Records for processing

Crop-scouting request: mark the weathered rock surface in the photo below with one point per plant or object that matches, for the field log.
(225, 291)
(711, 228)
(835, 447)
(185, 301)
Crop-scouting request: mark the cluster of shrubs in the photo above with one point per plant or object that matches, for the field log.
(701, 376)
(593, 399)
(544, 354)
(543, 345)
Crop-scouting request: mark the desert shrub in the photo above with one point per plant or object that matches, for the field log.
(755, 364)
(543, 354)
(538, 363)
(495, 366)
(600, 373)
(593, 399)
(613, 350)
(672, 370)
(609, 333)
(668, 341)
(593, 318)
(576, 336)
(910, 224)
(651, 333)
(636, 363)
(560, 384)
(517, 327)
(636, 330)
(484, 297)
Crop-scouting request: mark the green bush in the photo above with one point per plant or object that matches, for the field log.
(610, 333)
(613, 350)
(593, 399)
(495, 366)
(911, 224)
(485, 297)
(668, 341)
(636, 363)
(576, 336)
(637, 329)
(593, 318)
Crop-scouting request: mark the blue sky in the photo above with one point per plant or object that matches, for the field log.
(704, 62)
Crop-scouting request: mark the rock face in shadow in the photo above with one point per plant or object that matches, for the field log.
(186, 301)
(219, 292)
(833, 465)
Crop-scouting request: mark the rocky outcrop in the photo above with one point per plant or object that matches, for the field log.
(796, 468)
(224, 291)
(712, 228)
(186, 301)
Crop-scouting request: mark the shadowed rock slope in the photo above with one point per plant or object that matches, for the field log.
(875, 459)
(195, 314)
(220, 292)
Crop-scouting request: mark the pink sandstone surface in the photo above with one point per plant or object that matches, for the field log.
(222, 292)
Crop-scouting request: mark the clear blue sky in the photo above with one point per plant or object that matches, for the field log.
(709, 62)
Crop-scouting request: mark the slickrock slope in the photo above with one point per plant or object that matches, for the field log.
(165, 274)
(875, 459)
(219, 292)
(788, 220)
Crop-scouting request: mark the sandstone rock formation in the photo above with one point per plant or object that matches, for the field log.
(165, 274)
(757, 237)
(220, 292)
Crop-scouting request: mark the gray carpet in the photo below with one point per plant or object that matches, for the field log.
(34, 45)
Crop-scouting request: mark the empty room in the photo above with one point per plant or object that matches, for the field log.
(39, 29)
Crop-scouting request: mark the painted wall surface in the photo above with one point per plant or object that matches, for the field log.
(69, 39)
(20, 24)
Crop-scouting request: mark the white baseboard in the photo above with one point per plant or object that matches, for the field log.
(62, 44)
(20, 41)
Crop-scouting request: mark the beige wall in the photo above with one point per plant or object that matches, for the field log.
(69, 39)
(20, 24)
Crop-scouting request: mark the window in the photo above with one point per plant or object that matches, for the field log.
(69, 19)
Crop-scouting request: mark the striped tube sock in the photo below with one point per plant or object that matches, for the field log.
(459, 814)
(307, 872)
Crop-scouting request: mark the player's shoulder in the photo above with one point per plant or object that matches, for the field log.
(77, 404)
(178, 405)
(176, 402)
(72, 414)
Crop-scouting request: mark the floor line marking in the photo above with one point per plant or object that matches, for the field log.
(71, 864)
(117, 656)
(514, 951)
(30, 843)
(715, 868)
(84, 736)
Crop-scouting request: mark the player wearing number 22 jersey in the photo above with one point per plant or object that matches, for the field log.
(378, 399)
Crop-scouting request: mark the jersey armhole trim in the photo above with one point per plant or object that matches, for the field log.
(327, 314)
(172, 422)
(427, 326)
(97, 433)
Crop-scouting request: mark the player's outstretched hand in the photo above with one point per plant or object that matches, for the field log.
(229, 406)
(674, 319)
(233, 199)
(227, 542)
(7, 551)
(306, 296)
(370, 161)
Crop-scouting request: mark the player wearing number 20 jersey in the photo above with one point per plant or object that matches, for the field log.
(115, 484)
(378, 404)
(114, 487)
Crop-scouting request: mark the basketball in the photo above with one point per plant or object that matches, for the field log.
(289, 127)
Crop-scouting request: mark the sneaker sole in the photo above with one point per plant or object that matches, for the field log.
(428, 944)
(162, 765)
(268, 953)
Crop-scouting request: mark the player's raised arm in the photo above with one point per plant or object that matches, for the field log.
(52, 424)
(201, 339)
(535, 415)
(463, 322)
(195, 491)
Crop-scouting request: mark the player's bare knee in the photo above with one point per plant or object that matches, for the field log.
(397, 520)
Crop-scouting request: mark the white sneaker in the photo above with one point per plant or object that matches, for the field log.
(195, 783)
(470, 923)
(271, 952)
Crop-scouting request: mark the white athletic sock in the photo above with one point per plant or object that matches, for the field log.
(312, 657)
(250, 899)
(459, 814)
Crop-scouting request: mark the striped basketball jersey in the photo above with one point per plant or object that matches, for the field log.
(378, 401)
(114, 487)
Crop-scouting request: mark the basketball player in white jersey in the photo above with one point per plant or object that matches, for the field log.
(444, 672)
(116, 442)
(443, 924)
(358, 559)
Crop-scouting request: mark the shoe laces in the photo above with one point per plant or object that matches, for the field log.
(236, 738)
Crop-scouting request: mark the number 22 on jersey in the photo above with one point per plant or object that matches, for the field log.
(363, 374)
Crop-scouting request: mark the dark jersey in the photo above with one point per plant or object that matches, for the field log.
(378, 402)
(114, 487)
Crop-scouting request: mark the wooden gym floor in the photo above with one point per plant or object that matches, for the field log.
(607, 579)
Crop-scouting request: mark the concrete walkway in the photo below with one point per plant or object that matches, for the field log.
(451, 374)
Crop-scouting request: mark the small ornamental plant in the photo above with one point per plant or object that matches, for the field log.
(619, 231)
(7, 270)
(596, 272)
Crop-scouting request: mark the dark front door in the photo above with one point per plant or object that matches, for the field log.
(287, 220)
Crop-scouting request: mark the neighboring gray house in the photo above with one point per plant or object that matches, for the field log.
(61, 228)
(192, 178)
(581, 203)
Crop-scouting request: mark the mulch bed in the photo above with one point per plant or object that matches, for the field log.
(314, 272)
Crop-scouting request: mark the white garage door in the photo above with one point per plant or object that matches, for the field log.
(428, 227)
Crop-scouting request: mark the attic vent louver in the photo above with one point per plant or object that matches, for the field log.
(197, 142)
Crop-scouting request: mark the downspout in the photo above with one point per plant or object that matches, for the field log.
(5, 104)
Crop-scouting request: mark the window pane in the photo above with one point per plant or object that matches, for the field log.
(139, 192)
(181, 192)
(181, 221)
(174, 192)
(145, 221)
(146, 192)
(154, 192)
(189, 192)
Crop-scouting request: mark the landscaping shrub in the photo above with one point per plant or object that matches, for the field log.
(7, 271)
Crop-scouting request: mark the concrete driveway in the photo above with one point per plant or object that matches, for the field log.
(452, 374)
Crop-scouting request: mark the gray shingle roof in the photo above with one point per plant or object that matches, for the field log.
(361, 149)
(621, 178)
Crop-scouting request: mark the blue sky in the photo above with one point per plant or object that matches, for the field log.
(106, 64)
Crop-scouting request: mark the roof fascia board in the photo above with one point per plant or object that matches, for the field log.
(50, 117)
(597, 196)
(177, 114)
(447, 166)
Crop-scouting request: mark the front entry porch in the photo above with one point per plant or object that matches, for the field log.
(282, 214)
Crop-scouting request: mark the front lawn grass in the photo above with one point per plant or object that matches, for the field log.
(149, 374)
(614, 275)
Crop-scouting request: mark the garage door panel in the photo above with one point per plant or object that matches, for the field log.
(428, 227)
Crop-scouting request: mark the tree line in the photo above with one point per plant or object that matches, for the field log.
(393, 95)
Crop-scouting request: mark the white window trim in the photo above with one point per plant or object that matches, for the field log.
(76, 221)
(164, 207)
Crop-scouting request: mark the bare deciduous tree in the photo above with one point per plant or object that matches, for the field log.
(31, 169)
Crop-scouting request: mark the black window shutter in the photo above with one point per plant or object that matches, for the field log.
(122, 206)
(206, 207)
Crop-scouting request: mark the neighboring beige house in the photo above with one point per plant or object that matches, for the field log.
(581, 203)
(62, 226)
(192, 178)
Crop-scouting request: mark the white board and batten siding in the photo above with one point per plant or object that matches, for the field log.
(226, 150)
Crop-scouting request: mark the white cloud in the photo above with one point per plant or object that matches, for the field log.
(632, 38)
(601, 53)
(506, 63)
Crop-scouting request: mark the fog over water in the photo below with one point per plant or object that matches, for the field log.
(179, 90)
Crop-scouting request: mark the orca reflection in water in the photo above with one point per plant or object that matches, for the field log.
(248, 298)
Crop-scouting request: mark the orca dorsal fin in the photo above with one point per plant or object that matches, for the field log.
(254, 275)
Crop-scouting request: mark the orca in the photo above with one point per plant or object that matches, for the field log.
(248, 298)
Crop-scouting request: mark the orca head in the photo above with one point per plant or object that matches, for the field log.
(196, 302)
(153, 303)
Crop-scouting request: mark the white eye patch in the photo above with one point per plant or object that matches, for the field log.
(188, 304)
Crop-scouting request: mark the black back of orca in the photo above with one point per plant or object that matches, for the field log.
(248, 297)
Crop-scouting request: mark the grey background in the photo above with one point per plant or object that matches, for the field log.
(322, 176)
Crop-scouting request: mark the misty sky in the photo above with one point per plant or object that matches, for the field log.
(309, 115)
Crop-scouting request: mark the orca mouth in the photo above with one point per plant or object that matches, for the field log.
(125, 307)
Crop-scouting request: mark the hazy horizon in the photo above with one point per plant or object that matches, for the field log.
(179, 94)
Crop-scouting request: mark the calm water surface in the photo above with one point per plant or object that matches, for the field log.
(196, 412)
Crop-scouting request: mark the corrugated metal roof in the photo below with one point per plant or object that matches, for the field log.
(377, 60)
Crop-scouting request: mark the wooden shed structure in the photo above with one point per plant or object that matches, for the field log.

Exercise details
Your task is to extract the lines running from the one with "Crop-scouting request: mark the fog" to the end of the material, inclusive, copying each exactly and adding nothing.

Result of the task
Crop-scouting request: mark the fog over water in the photo below with one point per plant or object that matches, for the field log.
(179, 90)
Crop-scouting request: mark the orca reflection in water in the photo above with one point per plant or object that matches, for the field log.
(248, 298)
Crop-scouting request: mark the orca dorsal fin in the photo above with one point per plant or object that matches, for the field log.
(254, 275)
Crop-scouting request: mark the orca in the photo above with one point per plant or object that matches, for the field log.
(248, 298)
Crop-scouting request: mark the orca head in the photo above with one point per plant or object that matches, for the field log.
(196, 302)
(153, 303)
Crop-scouting request: mark the white eye patch in the photo above with one point per plant or object that matches, for the field log.
(188, 304)
Crop-scouting request: mark the black back of orca in the photo above with one point per plant or object that matches, for the field log.
(248, 297)
Crop-scouting request: mark the grey background in the photo above with one point per plant or object that matches, for the field log.
(322, 176)
Crop-scouting request: mark the misty sky in the photo above with one point per plant or object that matches, for the field log.
(309, 115)
Crop-scouting request: mark the orca mouth in the photo above with one point per plant or object that matches, for the field log.
(125, 307)
Crop-scouting request: mark the hazy horizon in the photo above with one point per plant or object that matches, for the field log.
(179, 94)
Crop-scouting request: mark the calm water surface in the photo above with one point per plant or object that matches, for the field log.
(196, 412)
Crop-scouting request: mark the corrugated metal roof in the photo below with one point per plant or object that matches, for the field log.
(377, 60)
Crop-scouting request: mark the wooden shed structure in the photo above with one point per plant or object that matches, for the field log.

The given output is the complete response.